INSTRUCTION => According to the forum post below about coding an ANOVA in brms, how many groups of participants are in the study, and when is each group measured?

PASSAGE SHOWN =>
....
ANOVA - random effects on intercept and/or slope?

Hi all,

the following seemed like a trivial problem to me, but now I’m not sure anymore: I want to code an ANOVA in BRMS. This is a study with 2 groups of participants, and they each get measured at baseline and then after an intervention (in one group). Some participants miss data for the second measurement.

If I had no missing data, I would have coded the model non-hierarchically - where Ydiff is the difference between the two measurements:

brm(Ydiff ~ 1+ group)

And if I had had more than 2 measurements per person, I would have coded it to allow for individual differences in the intercept and also in the effect of measurement (i.e. ‘time’):

brm(Y ~ 1+ time*group + (1+time | subject))

However, now I’m unsure what to do for the ANOVA case (i.e. exactly two measurements), should I not have the random slopes and/or no random intercept?

[1] brm(Y~ 1+ time*group,data=myData)
[2] brm(Y~ 1+ time*group+(1 | subject),data=myData)
[3] brm(Y~ 1+ time*group+(1+time | subject),data=myData)
[4] brm(Y~ 1+ time*group+(-1+time | subject),data=myData) //i.e. only time varies

In a normal linear model, I can only have either intercept or the slope (time) as varying between subjects, not both. But in BMRS I can fit a model where both are varying. Results are:

  • model with intercept and slope varying gives results for group * time that are very similar
  • model with only slope varying gives similar results, but much larger credible intervals.
....
EXTRACTED RECORDS =>
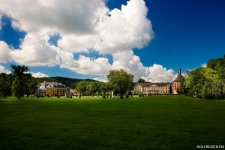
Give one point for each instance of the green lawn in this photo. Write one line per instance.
(155, 122)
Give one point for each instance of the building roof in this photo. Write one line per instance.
(45, 85)
(157, 84)
(179, 77)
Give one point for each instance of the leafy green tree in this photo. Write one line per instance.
(19, 85)
(33, 86)
(201, 80)
(51, 92)
(104, 89)
(120, 80)
(218, 65)
(5, 85)
(67, 92)
(81, 87)
(93, 88)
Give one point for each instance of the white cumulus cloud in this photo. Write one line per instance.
(4, 70)
(204, 65)
(158, 73)
(5, 52)
(82, 25)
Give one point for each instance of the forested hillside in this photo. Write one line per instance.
(207, 82)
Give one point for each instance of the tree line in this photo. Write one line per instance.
(17, 83)
(20, 82)
(206, 82)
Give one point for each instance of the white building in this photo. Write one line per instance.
(59, 89)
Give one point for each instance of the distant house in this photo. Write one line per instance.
(152, 88)
(59, 89)
(159, 88)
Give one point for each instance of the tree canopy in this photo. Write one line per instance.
(207, 82)
(5, 85)
(19, 83)
(120, 80)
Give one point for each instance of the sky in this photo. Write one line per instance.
(150, 39)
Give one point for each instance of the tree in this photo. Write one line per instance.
(81, 87)
(33, 86)
(67, 92)
(141, 80)
(104, 89)
(120, 80)
(93, 88)
(18, 86)
(5, 86)
(51, 92)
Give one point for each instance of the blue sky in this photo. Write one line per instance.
(183, 34)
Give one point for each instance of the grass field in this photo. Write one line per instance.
(170, 122)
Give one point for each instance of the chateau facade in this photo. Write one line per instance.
(59, 89)
(160, 88)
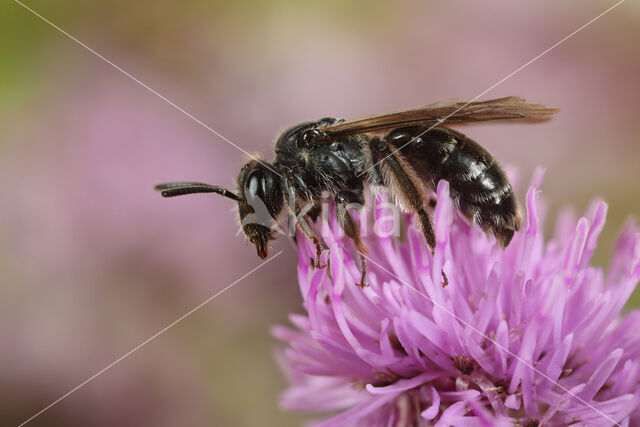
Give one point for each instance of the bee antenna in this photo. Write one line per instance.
(172, 189)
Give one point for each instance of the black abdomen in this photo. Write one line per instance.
(478, 186)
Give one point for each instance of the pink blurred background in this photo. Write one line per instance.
(94, 262)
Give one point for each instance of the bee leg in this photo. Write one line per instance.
(302, 219)
(351, 228)
(304, 226)
(403, 182)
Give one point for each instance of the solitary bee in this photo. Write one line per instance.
(339, 157)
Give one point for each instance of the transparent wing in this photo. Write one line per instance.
(453, 111)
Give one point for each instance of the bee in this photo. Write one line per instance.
(407, 152)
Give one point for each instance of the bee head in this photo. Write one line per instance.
(260, 202)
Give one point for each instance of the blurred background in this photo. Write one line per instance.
(94, 262)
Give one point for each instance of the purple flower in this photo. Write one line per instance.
(529, 336)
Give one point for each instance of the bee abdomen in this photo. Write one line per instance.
(478, 185)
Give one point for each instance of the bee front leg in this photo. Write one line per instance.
(301, 219)
(351, 228)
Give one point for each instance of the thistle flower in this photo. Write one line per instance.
(527, 336)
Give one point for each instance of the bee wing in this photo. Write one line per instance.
(453, 111)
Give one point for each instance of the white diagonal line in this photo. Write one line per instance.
(146, 341)
(144, 85)
(494, 342)
(499, 82)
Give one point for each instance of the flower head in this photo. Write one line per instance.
(529, 335)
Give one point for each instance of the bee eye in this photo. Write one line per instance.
(252, 186)
(309, 136)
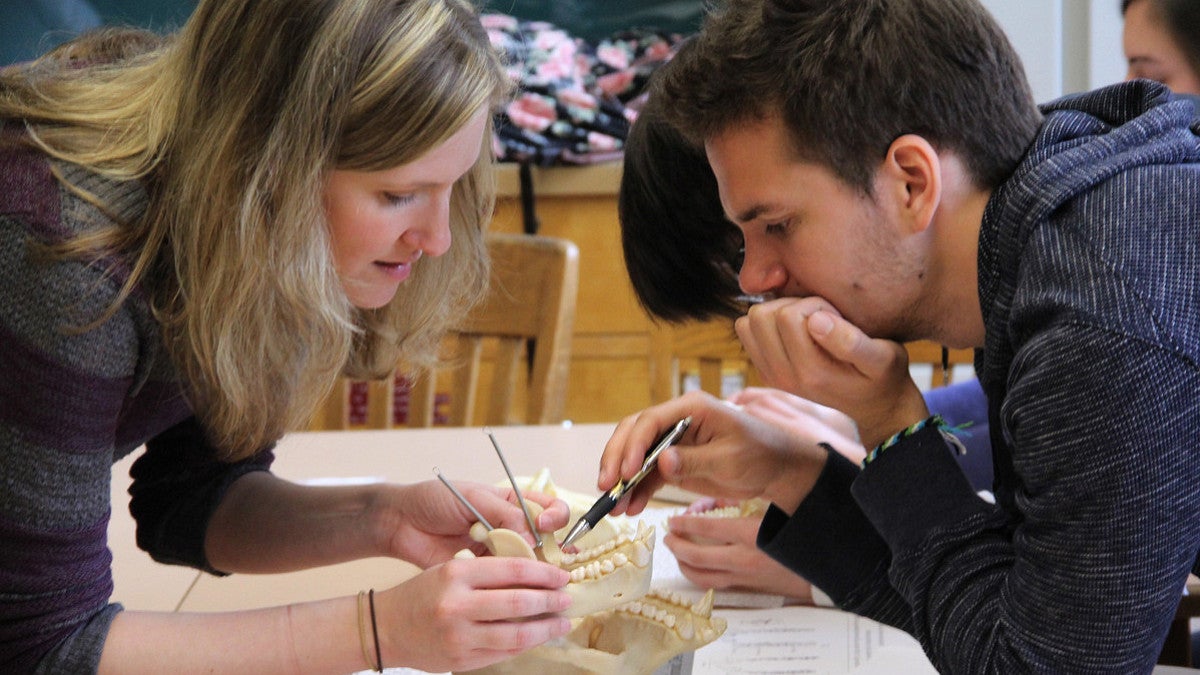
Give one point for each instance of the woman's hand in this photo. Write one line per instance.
(467, 614)
(425, 524)
(720, 553)
(724, 453)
....
SOLUTION TO THIS EXERCISE => There are two groups, and each is measured at baseline and then after an intervention given to one group.